Per non rimanere nell’indistinto, facciamo un esempio chiaro, lampante che ci è capitato direttamente nelle ultime settimane di dicembre 2016. Il Nostro caporedattore fondatore di questa ormai decennale rivista on line, si reca al teatro Sistina a vedere il musical Evita, attraverso l’accredito del gentile Ufficio Stampa del teatro. Il giorno dopo scrive in piena libertà una recensione (bella brutta buona cattiva non è questo l’importante), in cui si evidenziano nonostante la piacevolezza dello spettacolo, due stonature. La prima, quella che avendo tradotto in italiano il testo di “Don’t cry for me Argentina”, la resa scenica di tale brano perdeva in smalto e immediatezza; la seconda che la cantante Malika Ayane forse perché troppo ancorata al suo timbro vocale, non riusciva a rendere il personaggio di Evita pienamente convincente.

(Voci di indicazione di oggetti etichettati)
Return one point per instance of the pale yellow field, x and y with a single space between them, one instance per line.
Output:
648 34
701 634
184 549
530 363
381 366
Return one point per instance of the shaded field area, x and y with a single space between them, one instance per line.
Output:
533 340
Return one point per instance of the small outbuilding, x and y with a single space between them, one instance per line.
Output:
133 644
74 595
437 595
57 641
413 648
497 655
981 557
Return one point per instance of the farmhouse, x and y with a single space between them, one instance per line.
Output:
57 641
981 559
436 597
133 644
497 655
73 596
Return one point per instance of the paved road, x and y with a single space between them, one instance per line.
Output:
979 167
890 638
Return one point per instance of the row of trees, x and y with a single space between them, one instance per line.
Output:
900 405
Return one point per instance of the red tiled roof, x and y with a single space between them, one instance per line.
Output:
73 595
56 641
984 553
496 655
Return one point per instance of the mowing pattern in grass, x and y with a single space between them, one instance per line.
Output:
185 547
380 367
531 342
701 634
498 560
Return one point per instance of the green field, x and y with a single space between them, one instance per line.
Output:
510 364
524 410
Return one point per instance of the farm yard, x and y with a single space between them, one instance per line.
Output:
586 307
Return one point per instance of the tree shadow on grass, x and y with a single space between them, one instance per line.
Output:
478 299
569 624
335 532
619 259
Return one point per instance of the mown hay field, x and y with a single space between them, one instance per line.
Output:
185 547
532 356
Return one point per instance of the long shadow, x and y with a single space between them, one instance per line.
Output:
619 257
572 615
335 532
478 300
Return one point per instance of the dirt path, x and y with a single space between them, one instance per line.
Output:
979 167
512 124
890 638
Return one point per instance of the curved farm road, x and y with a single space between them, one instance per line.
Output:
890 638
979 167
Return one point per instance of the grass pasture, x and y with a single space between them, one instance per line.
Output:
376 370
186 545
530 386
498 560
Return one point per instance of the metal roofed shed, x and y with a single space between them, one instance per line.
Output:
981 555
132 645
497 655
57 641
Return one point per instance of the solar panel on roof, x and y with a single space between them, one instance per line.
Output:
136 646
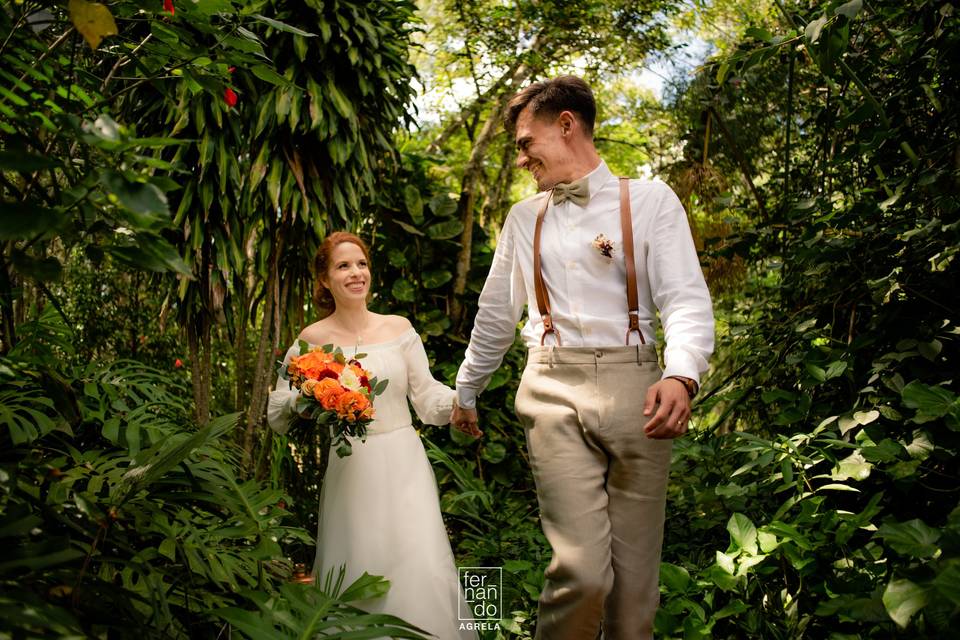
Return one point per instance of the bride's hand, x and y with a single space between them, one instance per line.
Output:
465 421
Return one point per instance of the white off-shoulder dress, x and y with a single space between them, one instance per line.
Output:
379 507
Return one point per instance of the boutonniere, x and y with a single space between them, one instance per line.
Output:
604 245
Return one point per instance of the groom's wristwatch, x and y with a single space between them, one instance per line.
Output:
690 384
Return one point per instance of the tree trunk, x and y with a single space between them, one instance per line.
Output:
497 199
265 351
6 306
465 208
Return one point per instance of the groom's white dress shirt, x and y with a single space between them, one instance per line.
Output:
587 289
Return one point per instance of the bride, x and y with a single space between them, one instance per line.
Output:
379 509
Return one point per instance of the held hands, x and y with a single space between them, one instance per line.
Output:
465 421
670 420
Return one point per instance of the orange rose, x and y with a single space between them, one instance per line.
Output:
327 392
314 365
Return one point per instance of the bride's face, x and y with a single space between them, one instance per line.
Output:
348 276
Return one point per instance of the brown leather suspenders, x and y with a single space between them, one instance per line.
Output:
626 229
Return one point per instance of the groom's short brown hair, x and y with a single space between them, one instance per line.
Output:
550 97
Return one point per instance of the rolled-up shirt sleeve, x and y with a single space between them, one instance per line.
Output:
431 399
679 291
495 326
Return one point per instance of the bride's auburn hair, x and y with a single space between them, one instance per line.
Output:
322 298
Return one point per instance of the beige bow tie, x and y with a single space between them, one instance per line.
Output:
576 192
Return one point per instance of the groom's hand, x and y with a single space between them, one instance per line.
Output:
670 420
466 421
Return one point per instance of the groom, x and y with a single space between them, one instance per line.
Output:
594 258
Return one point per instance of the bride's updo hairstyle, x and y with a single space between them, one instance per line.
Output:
322 298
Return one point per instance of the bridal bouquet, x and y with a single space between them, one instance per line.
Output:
334 391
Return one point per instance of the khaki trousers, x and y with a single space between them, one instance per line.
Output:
601 485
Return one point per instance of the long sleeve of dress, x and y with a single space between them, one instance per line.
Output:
432 400
495 326
282 400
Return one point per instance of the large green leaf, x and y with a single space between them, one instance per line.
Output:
436 278
445 230
20 221
743 533
144 199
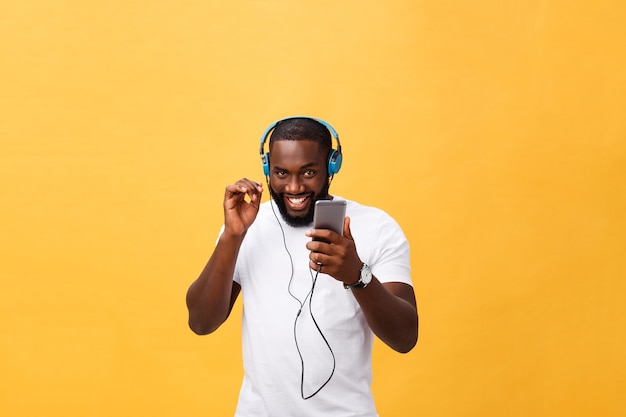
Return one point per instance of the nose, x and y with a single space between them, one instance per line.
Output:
294 185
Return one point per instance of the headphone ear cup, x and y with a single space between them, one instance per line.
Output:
334 162
265 160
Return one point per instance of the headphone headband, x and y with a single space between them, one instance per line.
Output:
334 159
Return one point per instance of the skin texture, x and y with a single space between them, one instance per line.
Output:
298 176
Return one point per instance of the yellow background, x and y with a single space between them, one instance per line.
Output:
493 131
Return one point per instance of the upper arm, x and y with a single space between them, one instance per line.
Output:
403 291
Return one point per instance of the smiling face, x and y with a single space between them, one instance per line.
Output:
298 178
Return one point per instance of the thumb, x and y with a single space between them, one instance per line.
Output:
346 228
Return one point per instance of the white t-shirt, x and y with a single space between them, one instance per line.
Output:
273 271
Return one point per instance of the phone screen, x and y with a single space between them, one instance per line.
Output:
329 214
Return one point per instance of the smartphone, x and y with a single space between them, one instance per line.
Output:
329 214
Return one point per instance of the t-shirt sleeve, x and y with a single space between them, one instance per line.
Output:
390 257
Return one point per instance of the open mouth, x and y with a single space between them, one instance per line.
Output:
297 203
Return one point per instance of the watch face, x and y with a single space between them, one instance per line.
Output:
366 274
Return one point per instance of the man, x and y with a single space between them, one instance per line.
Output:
312 298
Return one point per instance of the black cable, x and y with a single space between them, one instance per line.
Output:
309 296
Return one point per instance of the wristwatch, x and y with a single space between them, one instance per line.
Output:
364 280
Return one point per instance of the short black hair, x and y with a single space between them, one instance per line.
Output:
302 128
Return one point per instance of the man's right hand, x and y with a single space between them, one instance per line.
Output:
239 213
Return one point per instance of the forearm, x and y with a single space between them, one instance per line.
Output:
391 312
210 297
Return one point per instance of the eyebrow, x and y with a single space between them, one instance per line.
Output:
306 166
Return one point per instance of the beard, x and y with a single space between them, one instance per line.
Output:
307 218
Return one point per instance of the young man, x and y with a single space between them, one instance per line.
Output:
312 298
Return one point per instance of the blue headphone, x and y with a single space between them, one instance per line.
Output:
334 159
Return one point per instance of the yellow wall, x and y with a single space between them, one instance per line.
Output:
493 131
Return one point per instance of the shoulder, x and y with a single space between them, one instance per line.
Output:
363 213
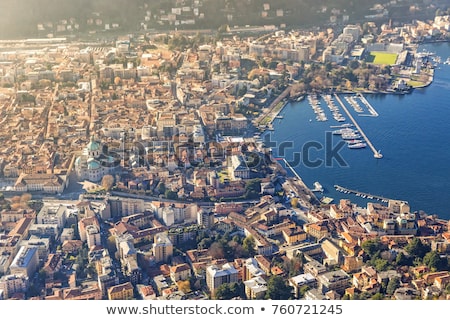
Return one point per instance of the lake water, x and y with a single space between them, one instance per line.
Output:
412 131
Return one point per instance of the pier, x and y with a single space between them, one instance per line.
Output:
302 188
361 194
373 112
376 153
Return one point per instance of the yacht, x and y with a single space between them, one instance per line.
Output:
357 145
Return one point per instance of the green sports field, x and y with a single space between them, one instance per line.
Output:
377 57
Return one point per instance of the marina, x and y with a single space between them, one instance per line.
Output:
376 153
372 111
317 187
361 194
315 105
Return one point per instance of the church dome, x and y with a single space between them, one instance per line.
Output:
93 145
93 164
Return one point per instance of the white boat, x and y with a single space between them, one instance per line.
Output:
354 141
344 131
357 145
351 136
318 187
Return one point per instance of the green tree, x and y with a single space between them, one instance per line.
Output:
169 194
278 289
249 246
417 248
371 247
393 284
434 261
402 260
377 296
228 291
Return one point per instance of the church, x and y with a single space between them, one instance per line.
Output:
92 164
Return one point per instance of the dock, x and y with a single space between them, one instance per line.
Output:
361 194
376 153
302 187
373 112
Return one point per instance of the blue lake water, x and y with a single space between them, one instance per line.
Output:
412 131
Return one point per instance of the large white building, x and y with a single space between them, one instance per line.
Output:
92 165
13 283
162 248
216 276
26 261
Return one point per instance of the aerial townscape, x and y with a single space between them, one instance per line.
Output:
134 162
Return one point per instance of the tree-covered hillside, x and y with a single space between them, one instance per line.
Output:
21 17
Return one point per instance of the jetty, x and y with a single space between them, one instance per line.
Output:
361 194
302 187
376 152
267 117
373 112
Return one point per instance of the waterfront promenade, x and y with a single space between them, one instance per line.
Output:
376 153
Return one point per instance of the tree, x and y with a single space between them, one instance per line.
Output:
402 260
216 250
371 247
161 188
278 289
434 261
249 246
107 182
169 194
184 286
228 291
294 202
416 248
377 296
393 284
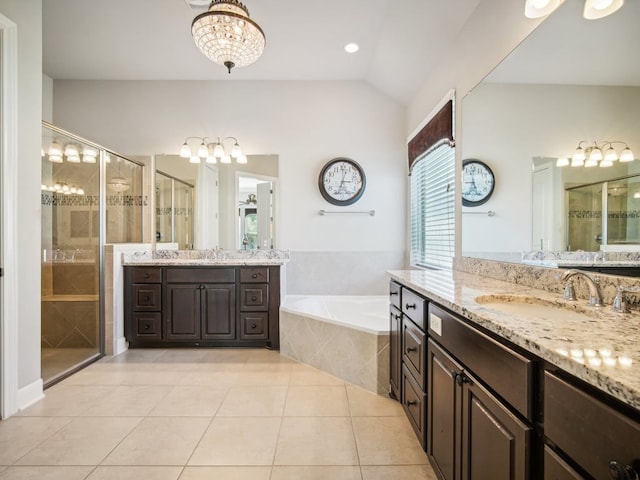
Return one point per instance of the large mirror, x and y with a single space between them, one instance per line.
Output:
571 80
230 206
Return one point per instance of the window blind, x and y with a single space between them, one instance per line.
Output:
432 208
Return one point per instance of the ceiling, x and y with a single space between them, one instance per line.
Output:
400 41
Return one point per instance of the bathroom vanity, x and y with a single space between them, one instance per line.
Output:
202 299
513 391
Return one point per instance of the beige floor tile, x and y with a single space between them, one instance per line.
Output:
316 441
399 472
387 441
254 402
226 473
316 473
18 435
128 400
67 400
363 403
191 401
83 441
160 441
325 400
135 473
305 375
238 441
46 473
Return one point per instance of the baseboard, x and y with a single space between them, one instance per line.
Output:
30 394
121 346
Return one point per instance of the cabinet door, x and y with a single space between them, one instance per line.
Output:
443 406
182 312
395 351
219 312
495 443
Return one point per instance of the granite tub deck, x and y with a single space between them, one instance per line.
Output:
602 349
345 336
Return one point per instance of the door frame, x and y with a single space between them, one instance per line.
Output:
8 217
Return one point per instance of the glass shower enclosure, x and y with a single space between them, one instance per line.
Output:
90 196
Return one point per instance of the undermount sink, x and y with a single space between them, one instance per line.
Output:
535 307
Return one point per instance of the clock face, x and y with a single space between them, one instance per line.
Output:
477 183
342 181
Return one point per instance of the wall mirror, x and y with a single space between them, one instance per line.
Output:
572 79
230 206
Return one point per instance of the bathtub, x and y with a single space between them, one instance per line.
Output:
345 336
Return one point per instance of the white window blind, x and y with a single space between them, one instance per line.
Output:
432 208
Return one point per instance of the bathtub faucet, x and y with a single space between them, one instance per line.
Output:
595 300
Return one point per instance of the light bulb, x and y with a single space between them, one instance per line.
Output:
185 151
627 155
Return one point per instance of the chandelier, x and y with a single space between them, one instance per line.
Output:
210 152
597 154
226 35
593 9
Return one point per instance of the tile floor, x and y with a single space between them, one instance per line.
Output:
224 414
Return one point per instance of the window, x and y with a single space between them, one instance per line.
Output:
432 208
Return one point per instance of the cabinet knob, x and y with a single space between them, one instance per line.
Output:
618 471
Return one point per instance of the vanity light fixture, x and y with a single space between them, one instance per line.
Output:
593 156
227 36
211 152
593 9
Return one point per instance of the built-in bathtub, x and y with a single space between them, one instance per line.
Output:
346 336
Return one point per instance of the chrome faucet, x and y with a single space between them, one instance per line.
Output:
595 300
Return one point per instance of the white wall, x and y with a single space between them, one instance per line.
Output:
27 14
305 123
549 121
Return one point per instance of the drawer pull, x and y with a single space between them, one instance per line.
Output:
618 471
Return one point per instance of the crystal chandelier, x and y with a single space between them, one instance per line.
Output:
212 151
226 35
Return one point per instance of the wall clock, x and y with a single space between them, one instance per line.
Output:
478 182
342 181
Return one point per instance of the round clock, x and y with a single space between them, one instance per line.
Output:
477 182
342 181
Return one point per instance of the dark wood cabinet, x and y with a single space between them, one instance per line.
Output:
209 306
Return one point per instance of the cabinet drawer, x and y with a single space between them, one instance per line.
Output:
147 326
557 469
414 404
254 275
254 297
413 351
587 430
200 275
414 307
254 325
505 371
147 275
395 298
147 297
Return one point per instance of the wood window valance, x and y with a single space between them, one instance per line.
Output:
439 128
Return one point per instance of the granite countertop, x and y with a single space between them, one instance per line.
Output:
603 348
206 257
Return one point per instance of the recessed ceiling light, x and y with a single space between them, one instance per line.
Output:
351 47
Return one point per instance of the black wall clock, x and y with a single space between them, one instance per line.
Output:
478 182
342 181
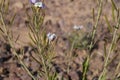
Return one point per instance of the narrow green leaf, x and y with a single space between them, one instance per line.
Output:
93 13
113 13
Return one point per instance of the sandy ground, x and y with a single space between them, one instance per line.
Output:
61 16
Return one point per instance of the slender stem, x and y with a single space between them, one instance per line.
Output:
96 24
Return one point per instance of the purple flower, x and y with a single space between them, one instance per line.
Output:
39 5
33 1
51 36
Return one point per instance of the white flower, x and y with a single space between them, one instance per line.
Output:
39 4
51 36
77 27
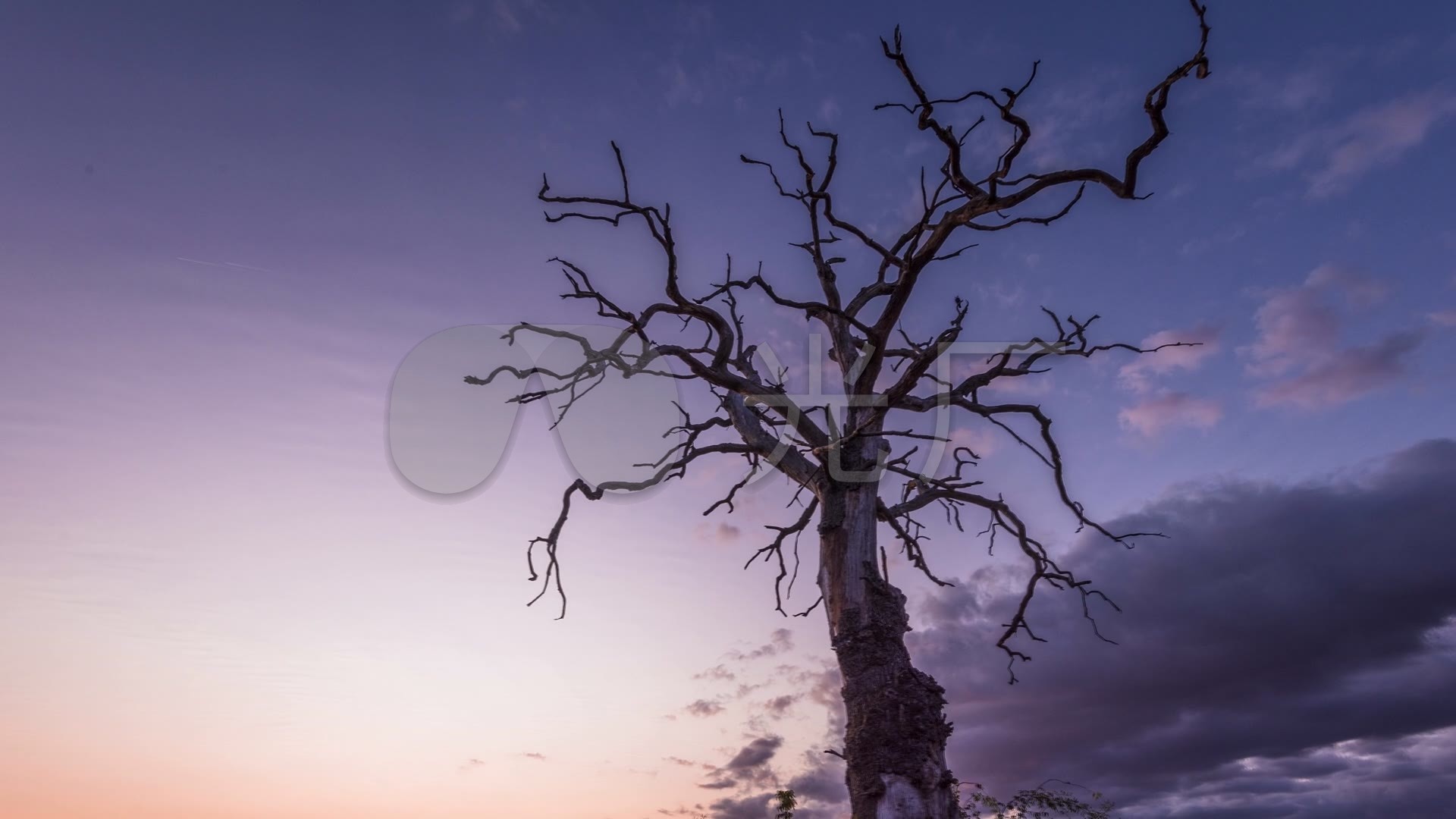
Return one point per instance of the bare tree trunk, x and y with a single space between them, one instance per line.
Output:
896 732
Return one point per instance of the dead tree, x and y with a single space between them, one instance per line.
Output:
842 461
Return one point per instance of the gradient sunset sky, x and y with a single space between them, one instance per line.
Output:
223 226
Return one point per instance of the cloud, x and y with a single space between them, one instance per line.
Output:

CONSEGNE DELL'ESERCIZIO ::
[1] Nel brano sulla recensione del musical Evita, in quale teatro si reca il caporedattore per vedere lo spettacolo?
[2] Prosegui il brano sulla recensione del musical Evita, ripartendo subito dopo la sua ultima frase.
Il materiale è a sé stante e non fa parte del brano.

SOLUZIONI DELL'ESERCIZIO ::
[1] Al teatro Sistina.

[2]
APRITI CIELO! Il gentile ufficio stampa con una telefonata perentoria comunicava il proprio risentimento per la recensione e la ferma volontà di non fornire più accrediti per l’estensore che a quanto gli risultava nemmeno era giornalista iscritto all’Ordine. In pratica io ti do l’accredito, tu mi garantisci una recensione favorevole. Come lo possiamo chiamare questo atteggiamento? Arbitrio? Arroganza? Mafia strisciante? Sia ben chiaro noi de ilgrido.org possiamo benissimo andare al cinema o al teatro senza l’accredito, siamo una testata no profit (leggi non si guadagna una lira), sospinta dalla passione senza ritorno. Quel ritorno che l‘ufficio stampa pretende in misura proporzionale, secondo l‘importanza della testata.
E poi, tutto si collega: richiamarsi all’Ordine dei giornalisti come discrimine tra chi può scrivere e chi no è l’ultimo tassello di una visione non più in linea coi tempi oltre a essere reazionaria. In nessun paese civile, eccezion fatta per l’Italia, esiste un Ordine dei giornalisti: è solo una casta, cascame delle corporazioni professionali sorte in Italia durante il fascismo per non avere la stampa contro, proprio come pretenderebbe l’ufficio stampa del Sistina. Scrive chi sa, non chi ha, o si compra, una tessera.
In conclusione un appello. Malika, liberati da questa gabbia (gli uffici stampa), affronta la critica come fanno i grandi artisti, confrontati se lo meritano, disprezzale se sono strumentali, impara se sono argute, ignorale se sono banali. E continua a cantare.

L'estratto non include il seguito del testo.